Finally I was "ready" to go back to grad school. Guess what? Whjen I got there I was still overwhelmed by how hard it was. I worked night and day. They started me right off on Gunning and Rossi and Hormander's Several complex variables, and Kodaira - Morrow's Complex manifolds, and Griffiths Morgan and Friedlander's homotopy theory, spectral sequences and differential forms.

Fortunately a fine advisor offered me a chance to work on some concrete problems in Riemann surfaces, and I at length got a toe hold on one. It seemed I had a flair for geometry, and he taught me how to use it to make discoveries.

Of course after discovering something one has to prove it, and that takes a lot of technical power and tenacity. This is where all that one has learned or can find out pays off.

## OBJECTIVE
Decide whether each statement agrees with the account of returning to grad school, answering yes or no and quoting the words of the account that settle it.
1. On arriving at grad school, the writer found the work manageable.
2. An advisor offered the writer concrete problems in Riemann surfaces.
3. Proving a discovery takes technical power and tenacity.
Rely only on the account of returning to grad school above.

## ENTRIES
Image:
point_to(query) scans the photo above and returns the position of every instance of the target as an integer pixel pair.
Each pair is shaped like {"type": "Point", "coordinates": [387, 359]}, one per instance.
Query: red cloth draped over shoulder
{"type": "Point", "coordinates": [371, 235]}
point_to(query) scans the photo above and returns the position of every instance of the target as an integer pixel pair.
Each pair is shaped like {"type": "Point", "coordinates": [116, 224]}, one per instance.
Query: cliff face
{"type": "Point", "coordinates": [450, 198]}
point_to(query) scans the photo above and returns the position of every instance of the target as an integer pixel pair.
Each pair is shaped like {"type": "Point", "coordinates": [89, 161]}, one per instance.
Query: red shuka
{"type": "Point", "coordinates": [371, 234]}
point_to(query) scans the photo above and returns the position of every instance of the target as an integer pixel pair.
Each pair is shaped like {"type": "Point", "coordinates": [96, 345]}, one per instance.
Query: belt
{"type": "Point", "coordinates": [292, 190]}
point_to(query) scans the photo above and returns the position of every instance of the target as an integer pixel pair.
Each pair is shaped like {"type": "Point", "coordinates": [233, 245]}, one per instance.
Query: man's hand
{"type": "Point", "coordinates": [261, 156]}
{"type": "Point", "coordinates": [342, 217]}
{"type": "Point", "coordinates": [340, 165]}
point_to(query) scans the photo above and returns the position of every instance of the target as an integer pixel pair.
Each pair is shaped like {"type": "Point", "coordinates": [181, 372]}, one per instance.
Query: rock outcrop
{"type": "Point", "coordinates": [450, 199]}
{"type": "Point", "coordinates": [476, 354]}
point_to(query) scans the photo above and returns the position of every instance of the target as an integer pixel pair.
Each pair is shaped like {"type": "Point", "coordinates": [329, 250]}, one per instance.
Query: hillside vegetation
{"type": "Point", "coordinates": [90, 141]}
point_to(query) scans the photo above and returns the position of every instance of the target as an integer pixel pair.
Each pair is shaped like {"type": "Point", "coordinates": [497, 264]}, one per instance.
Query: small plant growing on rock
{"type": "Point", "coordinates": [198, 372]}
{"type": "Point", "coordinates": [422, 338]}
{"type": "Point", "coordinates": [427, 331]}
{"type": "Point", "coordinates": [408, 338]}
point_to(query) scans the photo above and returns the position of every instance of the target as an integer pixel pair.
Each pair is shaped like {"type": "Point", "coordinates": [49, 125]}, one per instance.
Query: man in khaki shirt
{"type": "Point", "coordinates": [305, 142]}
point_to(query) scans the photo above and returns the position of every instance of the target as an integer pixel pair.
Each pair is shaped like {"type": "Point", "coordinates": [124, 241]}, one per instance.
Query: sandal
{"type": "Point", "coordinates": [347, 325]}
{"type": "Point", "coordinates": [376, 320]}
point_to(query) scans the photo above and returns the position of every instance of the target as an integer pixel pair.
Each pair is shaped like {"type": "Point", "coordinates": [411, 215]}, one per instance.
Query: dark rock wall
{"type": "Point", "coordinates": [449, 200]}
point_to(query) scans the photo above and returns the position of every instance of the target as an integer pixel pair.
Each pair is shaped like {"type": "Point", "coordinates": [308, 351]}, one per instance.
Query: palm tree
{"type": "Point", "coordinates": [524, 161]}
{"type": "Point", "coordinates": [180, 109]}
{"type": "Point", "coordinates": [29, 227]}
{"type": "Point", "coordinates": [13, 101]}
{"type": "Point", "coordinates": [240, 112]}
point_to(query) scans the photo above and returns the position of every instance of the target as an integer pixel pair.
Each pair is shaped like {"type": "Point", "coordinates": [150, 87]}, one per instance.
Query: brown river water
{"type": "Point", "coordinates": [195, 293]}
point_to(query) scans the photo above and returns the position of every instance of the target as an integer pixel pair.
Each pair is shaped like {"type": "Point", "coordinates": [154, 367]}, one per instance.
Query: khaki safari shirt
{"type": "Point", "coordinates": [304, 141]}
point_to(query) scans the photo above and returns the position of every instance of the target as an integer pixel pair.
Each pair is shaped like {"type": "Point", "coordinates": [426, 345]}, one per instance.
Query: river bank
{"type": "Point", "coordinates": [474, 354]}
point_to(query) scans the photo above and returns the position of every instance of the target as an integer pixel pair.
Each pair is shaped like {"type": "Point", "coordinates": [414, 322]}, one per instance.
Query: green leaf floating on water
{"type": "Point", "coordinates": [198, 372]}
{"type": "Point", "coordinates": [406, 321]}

## RESULT OF THIS TASK
1. No: "I was still overwhelmed by how hard it was."
2. Yes: "a fine advisor offered me a chance to work on some concrete problems in Riemann surfaces"
3. Yes: "that takes a lot of technical power and tenacity"